# 抽出テキスト
╭──

遺言執行者とは?誰を選ぶべきかとその役割・責任について丁寧に解説

「遺言執行者って具体的に何をする人なの?」
「家族にお願いしても大丈夫?」
遺言書を作成するとき、必ず検討したいのが「遺言執行者」の選任です。

遺言執行者は、遺言書の内容を実際に手続きとして実現する責任ある立場。
適切な人を選ばないと、相続人同士で争いになったり、手続きが進まないリスクがあります。

この記事では、遺言執行者の基本的な役割や選任方法、注意点を行政書士の視点からわかりやすく解説します。


遺言執行者とは?

遺言執行者とは、遺言書の内容を実現する権限をもつ人のことです。

民法第1012条では次のように定められています。

「遺言執行者は、相続人その他の利害関係人に対して遺言を執行する権利義務を有する。」

簡単にいえば、遺言書を「書いただけ」で終わらせず、現実に手続きを進める責任者です。


遺言執行者の主な役割

遺言執行者は、遺言書の内容によってさまざまな手続きを行います。

  • 財産目録の作成

  • 不動産の相続登記

  • 預貯金の払い戻し

  • 遺贈の実行

  • 相続人廃除の手続き

  • 認知の届出

「相続人全員の同意が必要な場面でも、遺言執行者が単独で進められる」という大きな権限があります。

╰──

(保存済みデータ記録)
╭──

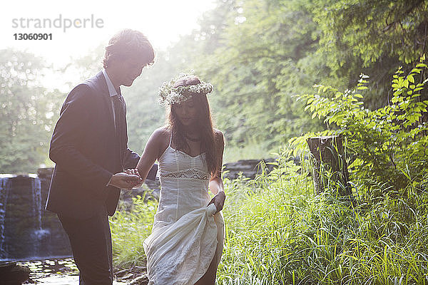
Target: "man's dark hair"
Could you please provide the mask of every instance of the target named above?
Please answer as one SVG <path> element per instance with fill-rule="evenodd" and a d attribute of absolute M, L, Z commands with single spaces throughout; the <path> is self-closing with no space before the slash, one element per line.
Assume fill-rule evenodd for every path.
<path fill-rule="evenodd" d="M 124 59 L 135 56 L 141 56 L 150 66 L 154 62 L 155 51 L 143 33 L 126 28 L 114 35 L 108 41 L 103 65 L 106 68 L 108 63 L 114 58 Z"/>

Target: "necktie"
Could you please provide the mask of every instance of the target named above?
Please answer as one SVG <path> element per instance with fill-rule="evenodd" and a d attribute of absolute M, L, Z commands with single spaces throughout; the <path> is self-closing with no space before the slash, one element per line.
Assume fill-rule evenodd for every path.
<path fill-rule="evenodd" d="M 113 106 L 114 108 L 114 123 L 116 127 L 116 135 L 118 139 L 119 147 L 121 147 L 121 121 L 123 115 L 123 98 L 120 92 L 118 95 L 113 97 Z"/>

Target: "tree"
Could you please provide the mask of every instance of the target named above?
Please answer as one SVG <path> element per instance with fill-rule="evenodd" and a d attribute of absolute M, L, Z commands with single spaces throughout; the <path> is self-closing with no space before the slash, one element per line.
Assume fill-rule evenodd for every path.
<path fill-rule="evenodd" d="M 61 95 L 41 87 L 43 58 L 11 49 L 0 54 L 0 172 L 34 172 L 47 160 Z"/>

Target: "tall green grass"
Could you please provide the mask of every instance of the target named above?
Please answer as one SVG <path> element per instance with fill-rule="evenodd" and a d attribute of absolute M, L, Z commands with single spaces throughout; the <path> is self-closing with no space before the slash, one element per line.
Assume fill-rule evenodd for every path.
<path fill-rule="evenodd" d="M 331 190 L 316 196 L 310 177 L 285 161 L 225 187 L 218 284 L 428 284 L 427 192 L 354 202 Z M 144 263 L 155 211 L 136 199 L 131 212 L 111 219 L 115 262 Z"/>

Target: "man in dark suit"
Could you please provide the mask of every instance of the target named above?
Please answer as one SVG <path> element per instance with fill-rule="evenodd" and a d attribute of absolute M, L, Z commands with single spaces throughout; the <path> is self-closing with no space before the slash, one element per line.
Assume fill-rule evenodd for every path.
<path fill-rule="evenodd" d="M 80 284 L 112 284 L 111 234 L 121 189 L 141 183 L 140 157 L 128 148 L 126 108 L 120 86 L 131 86 L 153 63 L 146 36 L 133 30 L 115 35 L 106 47 L 104 68 L 67 95 L 51 140 L 56 163 L 46 209 L 57 213 L 70 239 Z M 148 179 L 156 177 L 156 167 Z"/>

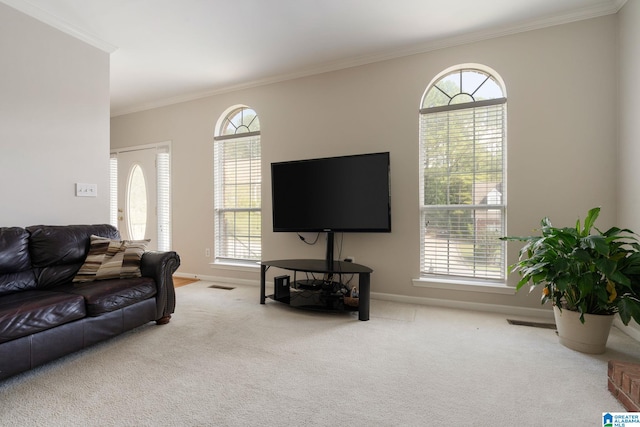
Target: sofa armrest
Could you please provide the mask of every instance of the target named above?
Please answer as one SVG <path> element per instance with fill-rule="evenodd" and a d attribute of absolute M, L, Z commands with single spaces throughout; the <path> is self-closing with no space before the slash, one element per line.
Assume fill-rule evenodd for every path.
<path fill-rule="evenodd" d="M 173 273 L 180 266 L 177 253 L 148 251 L 142 255 L 140 272 L 143 277 L 152 277 L 156 282 L 156 322 L 168 323 L 176 307 L 176 292 L 173 287 Z"/>

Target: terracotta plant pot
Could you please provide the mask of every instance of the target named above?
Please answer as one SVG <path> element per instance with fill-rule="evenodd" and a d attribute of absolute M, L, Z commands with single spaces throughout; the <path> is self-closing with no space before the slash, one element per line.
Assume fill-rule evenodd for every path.
<path fill-rule="evenodd" d="M 584 323 L 580 322 L 580 313 L 553 307 L 556 328 L 560 344 L 572 350 L 589 354 L 604 353 L 607 339 L 615 315 L 585 314 Z"/>

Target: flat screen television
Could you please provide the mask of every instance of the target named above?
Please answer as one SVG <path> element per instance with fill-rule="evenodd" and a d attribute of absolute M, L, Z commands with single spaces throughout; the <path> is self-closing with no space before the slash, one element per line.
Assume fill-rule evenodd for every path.
<path fill-rule="evenodd" d="M 271 164 L 274 232 L 391 232 L 389 153 Z"/>

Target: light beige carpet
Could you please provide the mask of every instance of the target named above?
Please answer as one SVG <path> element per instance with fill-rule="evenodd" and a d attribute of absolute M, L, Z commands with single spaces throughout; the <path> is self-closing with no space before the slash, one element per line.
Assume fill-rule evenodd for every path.
<path fill-rule="evenodd" d="M 2 426 L 596 426 L 624 411 L 604 355 L 506 317 L 373 300 L 357 314 L 292 309 L 259 289 L 176 290 L 171 323 L 0 382 Z"/>

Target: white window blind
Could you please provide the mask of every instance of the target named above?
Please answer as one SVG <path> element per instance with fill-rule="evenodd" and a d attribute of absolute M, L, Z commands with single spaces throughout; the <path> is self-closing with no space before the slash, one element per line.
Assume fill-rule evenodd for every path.
<path fill-rule="evenodd" d="M 216 259 L 259 261 L 262 251 L 260 135 L 216 138 Z"/>
<path fill-rule="evenodd" d="M 171 156 L 169 147 L 158 147 L 158 250 L 171 250 Z"/>
<path fill-rule="evenodd" d="M 505 277 L 505 101 L 421 110 L 423 276 Z"/>
<path fill-rule="evenodd" d="M 109 223 L 118 228 L 118 155 L 109 158 Z"/>

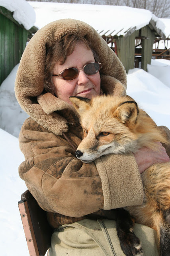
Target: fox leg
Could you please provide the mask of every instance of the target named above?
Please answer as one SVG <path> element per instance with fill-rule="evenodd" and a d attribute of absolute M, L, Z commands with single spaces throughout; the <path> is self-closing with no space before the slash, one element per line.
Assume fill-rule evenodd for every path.
<path fill-rule="evenodd" d="M 170 208 L 163 213 L 164 221 L 160 228 L 160 256 L 170 255 Z"/>
<path fill-rule="evenodd" d="M 141 243 L 133 232 L 134 221 L 130 214 L 122 208 L 116 211 L 116 228 L 122 250 L 126 256 L 142 256 Z"/>

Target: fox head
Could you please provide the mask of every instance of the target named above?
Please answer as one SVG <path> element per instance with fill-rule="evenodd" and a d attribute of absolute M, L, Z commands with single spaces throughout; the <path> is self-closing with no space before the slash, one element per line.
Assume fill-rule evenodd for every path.
<path fill-rule="evenodd" d="M 164 142 L 153 121 L 129 96 L 70 99 L 83 129 L 84 138 L 76 152 L 83 162 L 108 154 L 135 152 L 144 146 L 153 148 L 154 141 Z"/>

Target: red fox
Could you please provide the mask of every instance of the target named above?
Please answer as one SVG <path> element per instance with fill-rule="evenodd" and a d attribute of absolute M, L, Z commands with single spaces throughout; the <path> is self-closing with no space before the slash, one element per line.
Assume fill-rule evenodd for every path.
<path fill-rule="evenodd" d="M 135 153 L 144 146 L 156 149 L 155 142 L 166 142 L 153 121 L 128 96 L 70 98 L 80 115 L 83 130 L 84 138 L 76 154 L 84 163 L 108 154 Z M 156 231 L 160 255 L 170 256 L 170 162 L 154 164 L 142 174 L 141 178 L 143 204 L 126 209 L 136 222 Z M 129 253 L 125 246 L 122 247 L 123 242 L 120 243 L 127 256 L 143 255 L 139 244 L 137 252 Z"/>

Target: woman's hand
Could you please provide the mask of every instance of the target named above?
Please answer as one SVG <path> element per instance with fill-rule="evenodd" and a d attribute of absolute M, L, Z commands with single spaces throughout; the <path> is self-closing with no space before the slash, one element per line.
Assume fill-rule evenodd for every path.
<path fill-rule="evenodd" d="M 138 166 L 140 173 L 154 164 L 168 162 L 170 158 L 165 149 L 160 142 L 155 142 L 158 144 L 158 150 L 153 151 L 148 148 L 143 148 L 134 154 Z"/>

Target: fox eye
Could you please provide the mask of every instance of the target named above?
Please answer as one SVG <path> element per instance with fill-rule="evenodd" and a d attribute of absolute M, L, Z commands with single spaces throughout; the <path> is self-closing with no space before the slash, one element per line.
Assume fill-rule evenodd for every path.
<path fill-rule="evenodd" d="M 107 136 L 110 133 L 107 132 L 100 132 L 99 135 L 100 136 Z"/>

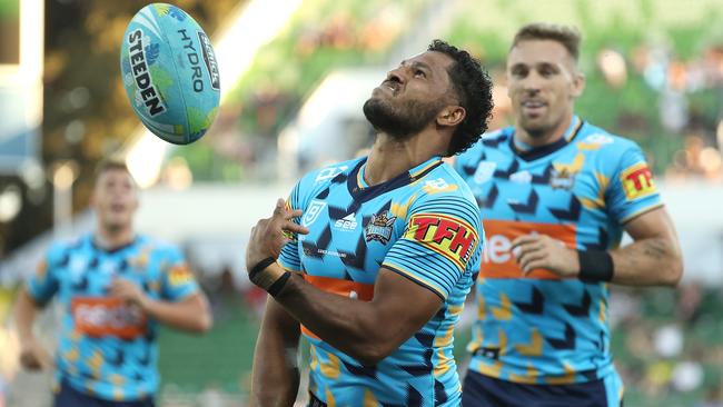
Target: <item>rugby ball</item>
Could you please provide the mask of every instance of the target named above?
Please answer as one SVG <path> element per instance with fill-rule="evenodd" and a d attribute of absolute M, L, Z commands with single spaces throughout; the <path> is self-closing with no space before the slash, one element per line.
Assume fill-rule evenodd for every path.
<path fill-rule="evenodd" d="M 120 70 L 130 106 L 156 136 L 187 145 L 211 126 L 218 64 L 208 37 L 184 10 L 153 3 L 138 11 L 123 36 Z"/>

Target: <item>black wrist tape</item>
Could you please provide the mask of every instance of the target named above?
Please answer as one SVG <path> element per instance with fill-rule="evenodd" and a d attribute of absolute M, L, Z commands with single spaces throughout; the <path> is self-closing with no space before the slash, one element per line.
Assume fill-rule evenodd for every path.
<path fill-rule="evenodd" d="M 281 277 L 279 277 L 278 280 L 274 281 L 271 287 L 269 287 L 266 292 L 268 292 L 271 297 L 276 297 L 284 286 L 286 285 L 286 281 L 291 277 L 291 274 L 289 271 L 286 271 Z"/>
<path fill-rule="evenodd" d="M 248 272 L 248 279 L 251 280 L 251 282 L 254 282 L 256 276 L 258 276 L 259 272 L 264 271 L 267 267 L 273 265 L 276 259 L 269 256 L 264 260 L 257 262 L 256 266 L 251 267 L 251 270 Z"/>
<path fill-rule="evenodd" d="M 613 257 L 605 250 L 578 250 L 577 259 L 583 281 L 611 281 L 615 275 Z"/>

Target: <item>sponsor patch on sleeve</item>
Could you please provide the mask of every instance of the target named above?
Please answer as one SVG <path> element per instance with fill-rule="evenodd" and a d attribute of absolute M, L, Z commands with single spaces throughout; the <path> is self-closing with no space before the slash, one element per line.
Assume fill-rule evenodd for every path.
<path fill-rule="evenodd" d="M 653 172 L 645 162 L 628 167 L 621 173 L 620 178 L 627 200 L 635 200 L 657 191 Z"/>
<path fill-rule="evenodd" d="M 442 214 L 413 215 L 404 237 L 452 260 L 460 271 L 479 242 L 474 227 L 459 218 Z"/>
<path fill-rule="evenodd" d="M 168 282 L 171 286 L 181 286 L 194 279 L 194 274 L 188 269 L 186 265 L 178 265 L 171 267 L 168 271 Z"/>

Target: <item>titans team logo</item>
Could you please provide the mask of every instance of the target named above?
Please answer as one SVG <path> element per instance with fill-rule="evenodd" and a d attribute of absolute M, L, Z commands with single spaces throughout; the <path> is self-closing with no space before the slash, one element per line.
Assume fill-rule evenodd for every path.
<path fill-rule="evenodd" d="M 549 176 L 549 186 L 553 189 L 571 190 L 575 185 L 575 176 L 583 168 L 585 156 L 578 153 L 571 163 L 553 162 L 553 170 Z"/>
<path fill-rule="evenodd" d="M 326 202 L 316 199 L 313 200 L 309 207 L 306 209 L 304 218 L 301 218 L 301 226 L 308 227 L 309 225 L 314 224 L 324 208 L 326 208 Z"/>
<path fill-rule="evenodd" d="M 389 216 L 389 211 L 385 210 L 382 214 L 372 215 L 372 219 L 364 228 L 364 235 L 367 241 L 376 240 L 382 245 L 386 245 L 392 238 L 392 229 L 394 221 L 397 220 L 396 216 Z"/>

╰──

# 指定の依頼 1
遺言執行者についての本文をもとに、次の問いに答えてください。
(a) 遺言執行者について定めた民法の条文は第何条か。
(b) 主な役割のうち、不動産に関わる手続きは何か。
(c) 本文はどのような立場の視点から解説するとしているか。
# 指定の依頼 2
記録から、「Target: <item>black wrist tape</item>」を含む行から始めて「168 282 L 171」を含む行までを、一字も変えずに抜き出してください。
これらの記録は本文とは無関係です。

# 回答全文 1
(a) 第1012条
(b) 不動産の相続登記
(c) 行政書士の視点

# 回答全文 2
Target: <item>black wrist tape</item>
Could you please provide the mask of every instance of the target named above?
Please answer as one SVG <path> element per instance with fill-rule="evenodd" and a d attribute of absolute M, L, Z commands with single spaces throughout; the <path> is self-closing with no space before the slash, one element per line.
Assume fill-rule evenodd for every path.
<path fill-rule="evenodd" d="M 281 277 L 279 277 L 278 280 L 274 281 L 271 287 L 269 287 L 266 292 L 268 292 L 271 297 L 276 297 L 284 286 L 286 285 L 286 281 L 291 277 L 291 274 L 289 271 L 286 271 Z"/>
<path fill-rule="evenodd" d="M 248 272 L 248 279 L 251 280 L 251 282 L 254 282 L 256 276 L 258 276 L 259 272 L 264 271 L 267 267 L 273 265 L 276 259 L 269 256 L 264 260 L 257 262 L 256 266 L 251 267 L 251 270 Z"/>
<path fill-rule="evenodd" d="M 613 257 L 605 250 L 578 250 L 577 259 L 583 281 L 611 281 L 615 275 Z"/>

Target: <item>sponsor patch on sleeve</item>
Could you please provide the mask of every instance of the target named above?
Please answer as one SVG <path> element per instance with fill-rule="evenodd" and a d attribute of absolute M, L, Z commands with single spaces throughout; the <path> is self-closing with no space before the slash, one element per line.
Assume fill-rule evenodd for every path.
<path fill-rule="evenodd" d="M 653 172 L 645 162 L 628 167 L 621 173 L 620 178 L 627 200 L 635 200 L 657 191 Z"/>
<path fill-rule="evenodd" d="M 442 214 L 413 215 L 404 237 L 452 260 L 460 271 L 479 242 L 474 227 L 459 218 Z"/>
<path fill-rule="evenodd" d="M 168 282 L 171 286 L 181 286 L 194 279 L 194 274 L 188 269 L 186 265 L 178 265 L 171 267 L 168 271 Z"/>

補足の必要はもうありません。